[Image region outline rows]
------------------------------------------------

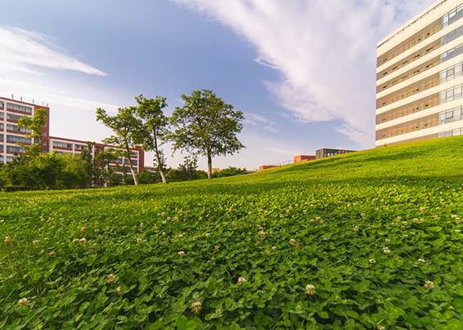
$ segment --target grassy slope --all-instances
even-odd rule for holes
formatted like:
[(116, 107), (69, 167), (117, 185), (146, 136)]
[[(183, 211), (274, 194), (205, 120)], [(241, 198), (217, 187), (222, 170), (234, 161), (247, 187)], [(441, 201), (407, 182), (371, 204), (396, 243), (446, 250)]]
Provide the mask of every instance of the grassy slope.
[(462, 144), (0, 194), (0, 329), (463, 329)]

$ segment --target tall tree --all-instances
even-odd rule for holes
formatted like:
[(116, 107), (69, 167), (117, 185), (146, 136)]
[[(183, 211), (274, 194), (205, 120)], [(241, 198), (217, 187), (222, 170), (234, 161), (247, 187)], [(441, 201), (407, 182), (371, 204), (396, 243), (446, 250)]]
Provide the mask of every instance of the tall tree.
[(28, 129), (26, 137), (30, 137), (31, 144), (21, 144), (27, 156), (34, 158), (42, 151), (42, 128), (46, 124), (47, 112), (43, 108), (36, 109), (32, 117), (23, 117), (18, 120), (18, 127)]
[(167, 107), (167, 99), (162, 96), (147, 98), (140, 94), (135, 100), (138, 103), (137, 114), (143, 124), (143, 132), (140, 134), (140, 142), (145, 150), (155, 152), (155, 166), (157, 167), (162, 182), (167, 183), (165, 157), (160, 149), (169, 132), (169, 120), (162, 111)]
[(244, 147), (236, 137), (243, 129), (243, 112), (235, 110), (210, 90), (182, 95), (184, 105), (175, 108), (170, 134), (174, 150), (207, 157), (207, 176), (212, 177), (212, 157), (233, 154)]
[(103, 122), (114, 133), (110, 137), (103, 139), (105, 143), (113, 144), (118, 148), (120, 156), (129, 161), (129, 169), (133, 178), (133, 183), (138, 184), (137, 175), (133, 169), (131, 149), (140, 141), (140, 132), (142, 131), (142, 122), (136, 117), (137, 107), (119, 108), (117, 115), (110, 116), (101, 108), (96, 110), (96, 120)]

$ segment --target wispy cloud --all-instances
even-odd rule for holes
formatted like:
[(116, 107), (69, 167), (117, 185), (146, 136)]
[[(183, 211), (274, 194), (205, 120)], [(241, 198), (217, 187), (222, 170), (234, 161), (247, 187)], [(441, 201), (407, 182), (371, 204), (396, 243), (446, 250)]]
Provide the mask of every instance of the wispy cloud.
[(305, 122), (341, 119), (337, 128), (373, 142), (376, 43), (432, 0), (175, 0), (217, 18), (279, 70), (266, 86)]
[(52, 38), (18, 28), (0, 28), (0, 73), (39, 74), (38, 68), (107, 74), (68, 55)]
[(254, 126), (261, 126), (262, 128), (264, 128), (264, 129), (269, 132), (279, 132), (279, 130), (275, 127), (275, 122), (261, 115), (255, 113), (246, 113), (245, 115), (245, 124)]

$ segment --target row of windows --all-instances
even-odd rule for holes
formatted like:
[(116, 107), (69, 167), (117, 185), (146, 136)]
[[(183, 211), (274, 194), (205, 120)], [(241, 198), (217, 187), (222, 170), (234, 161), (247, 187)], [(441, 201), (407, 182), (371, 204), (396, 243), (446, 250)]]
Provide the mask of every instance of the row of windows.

------------------------------------------------

* **Goal of the exercise**
Rewrite all of the rows above, replacing every "Provide" with "Return" and keeping everything else the same. Leave the pictures out of your answer.

* **Answer below**
$ segment --target grassy slope --all-instances
even-odd rule for holes
formatted like:
[(116, 107), (69, 167), (117, 185), (146, 136)]
[[(183, 211), (274, 194), (205, 120)], [(241, 198), (217, 187), (222, 170), (234, 161), (247, 187)], [(441, 201), (407, 182), (371, 204), (396, 243), (446, 250)]]
Return the mask of every instance of the grassy slope.
[(462, 144), (0, 194), (0, 329), (463, 329)]

$ segment --target tall tree --all-instances
even-odd rule for holes
formatted like:
[(116, 107), (69, 167), (117, 185), (146, 136)]
[[(183, 211), (274, 194), (205, 120)], [(241, 198), (217, 187), (222, 170), (234, 161), (247, 187)], [(441, 201), (407, 182), (371, 204), (396, 243), (446, 250)]]
Return the mask of every instance of the tall tree.
[(28, 129), (26, 137), (30, 137), (31, 144), (21, 144), (27, 156), (34, 158), (42, 151), (42, 128), (46, 124), (47, 112), (43, 108), (36, 109), (32, 117), (23, 117), (18, 120), (18, 127)]
[(167, 107), (167, 99), (162, 96), (147, 98), (140, 94), (135, 100), (138, 103), (137, 114), (143, 124), (143, 132), (140, 134), (140, 142), (145, 150), (155, 152), (155, 166), (157, 167), (162, 182), (167, 183), (165, 157), (160, 149), (169, 132), (169, 120), (162, 111)]
[(244, 147), (236, 137), (243, 129), (243, 112), (235, 110), (210, 90), (182, 95), (184, 105), (175, 108), (170, 134), (174, 150), (207, 157), (207, 176), (212, 177), (212, 157), (233, 154)]
[(103, 122), (114, 133), (110, 137), (103, 139), (105, 143), (113, 144), (118, 148), (120, 156), (129, 161), (129, 169), (133, 178), (133, 183), (138, 184), (137, 175), (133, 169), (131, 149), (140, 141), (140, 132), (142, 131), (142, 122), (136, 117), (137, 107), (119, 108), (117, 115), (110, 116), (101, 108), (96, 110), (96, 120)]

$ segment --target wispy cloud --all-instances
even-odd rule for holes
formatted like:
[(116, 107), (69, 167), (117, 185), (146, 136)]
[[(183, 211), (274, 194), (205, 120)], [(241, 198), (217, 187), (222, 170), (234, 161), (247, 187)], [(441, 201), (407, 182), (371, 204), (396, 243), (446, 250)]]
Return the mask of every instance of the wispy cloud.
[(305, 122), (341, 119), (337, 128), (373, 142), (376, 43), (432, 0), (175, 0), (217, 18), (279, 70), (266, 86)]
[(52, 38), (18, 28), (0, 28), (0, 73), (39, 74), (38, 68), (107, 74), (68, 55)]
[(254, 126), (261, 126), (262, 128), (264, 128), (264, 129), (269, 132), (279, 132), (279, 130), (275, 127), (275, 122), (261, 115), (255, 113), (246, 113), (245, 115), (245, 124)]

$ segment --target row of windows --all-instances
even-odd rule for holes
formatted like:
[(116, 107), (69, 167), (117, 185), (146, 136)]
[[(183, 211), (274, 194), (205, 120)], [(241, 198), (217, 187), (222, 170), (234, 161), (247, 187)], [(441, 201), (407, 182), (371, 204), (396, 243), (446, 250)]]
Return the mask of every instance of the row of windows.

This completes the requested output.